- _Task instructions_
- a) Duplicate part of the passage on India's trade outlook word for word, beginning at the words "India’s exports and" and stopping after "US$180.3 billion in FY2019.".
- b) Pick up the passage on India's trade outlook after its last sentence and keep writing it.

- _Page text_
-- Begin --
India’s exports and imports are expected to decline to US$332-$337 billion and US$493-498 billion in FY2020 from US$337.2 billion and US$517 billion, respectively in FY2019, says ICRA, a Moody’s Investors Service Company, in its latest report on Indian economy.

Accordingly, the merchandise trade deficit is likely to narrow considerable to about US$160-165 billion in FY2020 from US$180.3 billion in FY2019.

The anticipated narrowing in the merchandise trade deficit in FY2020 reflects the decline in merchandise imports on account of the subdued global commodity prices and shrinking in gold demand at prevailing prices.

It also reflects muted domestic consumption and industrial demand, rather than a healthy trend in merchandise exports, added the report.

ICRA expects the services surplus to improve mildly to US$83-85 billion in FY2020 from US$81.9 billion in FY2019.

The initial data released by the Commerce and Industry Ministry indicated that merchandise exports declined by 0.7% to US$52.4 billion in October-November 2019 from US$52.7 billion in October-November 2018, led by a considerable 13.8% dip in oil exports (to US$7.7 billion from US$9.0 billion), even as non-oil exports recorded a mild 1.9% rise (to US$44.6 billion from US$43.8 billion).
-- End --
- _Information shown_
-- Begin --
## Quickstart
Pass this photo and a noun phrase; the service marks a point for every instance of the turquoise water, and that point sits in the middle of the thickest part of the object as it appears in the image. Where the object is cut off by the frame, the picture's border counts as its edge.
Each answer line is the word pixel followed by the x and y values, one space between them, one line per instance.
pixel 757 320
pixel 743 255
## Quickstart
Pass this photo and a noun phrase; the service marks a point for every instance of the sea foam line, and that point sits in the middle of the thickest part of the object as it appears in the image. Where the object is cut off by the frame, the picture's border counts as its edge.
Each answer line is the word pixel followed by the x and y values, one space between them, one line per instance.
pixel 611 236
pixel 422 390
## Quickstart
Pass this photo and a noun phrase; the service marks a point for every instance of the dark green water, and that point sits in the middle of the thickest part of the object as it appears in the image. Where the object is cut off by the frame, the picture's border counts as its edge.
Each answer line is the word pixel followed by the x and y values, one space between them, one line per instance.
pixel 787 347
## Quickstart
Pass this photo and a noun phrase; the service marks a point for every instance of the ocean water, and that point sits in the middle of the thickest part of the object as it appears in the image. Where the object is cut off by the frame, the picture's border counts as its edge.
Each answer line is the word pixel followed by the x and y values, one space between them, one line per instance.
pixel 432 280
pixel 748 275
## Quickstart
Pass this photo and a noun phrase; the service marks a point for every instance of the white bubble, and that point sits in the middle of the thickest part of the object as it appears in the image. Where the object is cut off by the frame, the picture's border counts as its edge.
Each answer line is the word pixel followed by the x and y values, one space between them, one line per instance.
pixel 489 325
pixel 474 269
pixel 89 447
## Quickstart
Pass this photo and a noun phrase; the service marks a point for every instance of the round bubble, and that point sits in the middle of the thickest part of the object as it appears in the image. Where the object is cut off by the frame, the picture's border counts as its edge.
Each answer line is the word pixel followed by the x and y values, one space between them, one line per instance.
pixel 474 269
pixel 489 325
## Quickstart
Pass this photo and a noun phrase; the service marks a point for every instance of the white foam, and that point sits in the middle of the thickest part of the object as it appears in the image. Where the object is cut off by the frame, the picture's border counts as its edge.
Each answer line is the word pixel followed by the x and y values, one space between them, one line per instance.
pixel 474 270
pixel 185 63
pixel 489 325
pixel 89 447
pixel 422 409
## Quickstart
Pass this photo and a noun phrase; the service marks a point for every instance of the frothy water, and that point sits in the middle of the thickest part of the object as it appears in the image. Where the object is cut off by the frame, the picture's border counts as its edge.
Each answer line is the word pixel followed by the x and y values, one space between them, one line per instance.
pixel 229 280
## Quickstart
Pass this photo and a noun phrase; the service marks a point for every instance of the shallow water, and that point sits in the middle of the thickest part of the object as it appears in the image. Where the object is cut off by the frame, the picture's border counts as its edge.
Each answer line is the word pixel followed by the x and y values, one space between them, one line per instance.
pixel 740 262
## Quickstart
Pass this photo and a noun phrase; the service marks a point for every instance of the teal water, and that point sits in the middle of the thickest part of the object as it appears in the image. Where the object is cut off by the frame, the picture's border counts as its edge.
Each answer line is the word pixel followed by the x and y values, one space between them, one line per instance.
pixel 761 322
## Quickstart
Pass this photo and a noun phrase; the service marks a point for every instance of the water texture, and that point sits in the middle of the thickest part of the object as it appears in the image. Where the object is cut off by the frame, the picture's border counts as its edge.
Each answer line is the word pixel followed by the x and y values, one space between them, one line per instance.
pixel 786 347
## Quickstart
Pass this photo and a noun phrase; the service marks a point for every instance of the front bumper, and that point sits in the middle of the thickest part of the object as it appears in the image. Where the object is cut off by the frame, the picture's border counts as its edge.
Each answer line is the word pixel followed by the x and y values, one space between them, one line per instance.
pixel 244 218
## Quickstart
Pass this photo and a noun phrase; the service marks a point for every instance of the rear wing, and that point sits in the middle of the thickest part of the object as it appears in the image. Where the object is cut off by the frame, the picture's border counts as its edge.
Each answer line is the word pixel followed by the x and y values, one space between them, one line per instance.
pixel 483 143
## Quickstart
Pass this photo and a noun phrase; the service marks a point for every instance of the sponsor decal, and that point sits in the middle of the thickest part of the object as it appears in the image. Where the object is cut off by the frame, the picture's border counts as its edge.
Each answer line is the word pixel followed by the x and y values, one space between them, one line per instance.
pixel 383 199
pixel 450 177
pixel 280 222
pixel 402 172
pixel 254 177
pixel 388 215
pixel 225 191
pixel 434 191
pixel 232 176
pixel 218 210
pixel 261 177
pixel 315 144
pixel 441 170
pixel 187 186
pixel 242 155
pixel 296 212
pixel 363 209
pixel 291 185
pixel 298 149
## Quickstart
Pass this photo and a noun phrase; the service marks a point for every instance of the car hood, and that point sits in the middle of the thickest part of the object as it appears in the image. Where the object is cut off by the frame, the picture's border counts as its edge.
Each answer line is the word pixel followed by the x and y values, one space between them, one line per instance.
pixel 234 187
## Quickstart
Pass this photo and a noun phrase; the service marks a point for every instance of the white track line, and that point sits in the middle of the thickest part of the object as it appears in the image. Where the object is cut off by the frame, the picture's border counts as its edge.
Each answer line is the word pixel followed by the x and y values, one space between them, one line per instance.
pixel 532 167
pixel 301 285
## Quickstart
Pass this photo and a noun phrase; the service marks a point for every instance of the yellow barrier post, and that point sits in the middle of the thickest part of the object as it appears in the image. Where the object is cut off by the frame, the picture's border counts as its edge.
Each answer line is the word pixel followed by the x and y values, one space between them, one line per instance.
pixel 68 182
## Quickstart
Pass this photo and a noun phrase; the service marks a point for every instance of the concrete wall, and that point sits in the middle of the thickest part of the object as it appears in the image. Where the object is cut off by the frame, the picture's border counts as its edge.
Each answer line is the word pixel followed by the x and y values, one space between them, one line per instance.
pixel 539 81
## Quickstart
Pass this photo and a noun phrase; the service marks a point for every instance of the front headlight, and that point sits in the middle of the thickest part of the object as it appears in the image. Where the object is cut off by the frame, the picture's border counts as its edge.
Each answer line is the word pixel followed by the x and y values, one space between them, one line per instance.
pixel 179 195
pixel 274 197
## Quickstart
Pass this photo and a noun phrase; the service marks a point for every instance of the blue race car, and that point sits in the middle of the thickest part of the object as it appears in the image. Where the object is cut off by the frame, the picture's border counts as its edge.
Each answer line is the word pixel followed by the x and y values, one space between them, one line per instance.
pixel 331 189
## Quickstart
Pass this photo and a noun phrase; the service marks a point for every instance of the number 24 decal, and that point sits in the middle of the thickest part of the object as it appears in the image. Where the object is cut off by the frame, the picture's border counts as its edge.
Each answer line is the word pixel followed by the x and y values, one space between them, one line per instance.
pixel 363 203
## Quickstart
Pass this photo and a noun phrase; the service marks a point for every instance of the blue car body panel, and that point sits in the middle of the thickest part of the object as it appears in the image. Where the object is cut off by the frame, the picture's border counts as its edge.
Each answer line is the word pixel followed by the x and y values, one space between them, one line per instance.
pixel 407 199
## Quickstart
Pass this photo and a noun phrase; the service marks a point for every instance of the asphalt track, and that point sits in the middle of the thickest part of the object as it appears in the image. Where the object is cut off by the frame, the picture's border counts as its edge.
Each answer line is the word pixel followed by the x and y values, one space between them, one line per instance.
-- End --
- _Responses to the exercise_
- a)
India’s exports and imports are expected to decline to US$332-$337 billion and US$493-498 billion in FY2020 from US$337.2 billion and US$517 billion, respectively in FY2019, says ICRA, a Moody’s Investors Service Company, in its latest report on Indian economy.

Accordingly, the merchandise trade deficit is likely to narrow considerable to about US$160-165 billion in FY2020 from US$180.3 billion in FY2019.

- b)
The YoY decline in the value of oil exports was driven by the substantial 16% correction in the price of the Indian crude oil basket to US$61.1/barrel in October-November 2019 from US$72.8/barrel during October-November 2018.

ICRA is cautiously optimistic that the recent YoY rise in non-oil merchandise exports may sustain in December 2019-February 2020, although an unfavourable base effect may result in a contraction in March 2020.

Overall, ICRA expects merchandise exports to decline on a YoY basis by 0-2% in FY2020, driven by a contraction of ~1.5-2.0% in oil exports (assuming an average oil price of US$64.5/barrel), and ~0.5-1.0% in non-oil exports.

ICRA expects merchandise imports to contract by 4-5% in FY2020. While a pickup in the prices of crude oil and gold, as well as the base effect, may arrest the pace of contraction in imports in the coming months, the impact of this on the overall trade deficit is likely to be limited.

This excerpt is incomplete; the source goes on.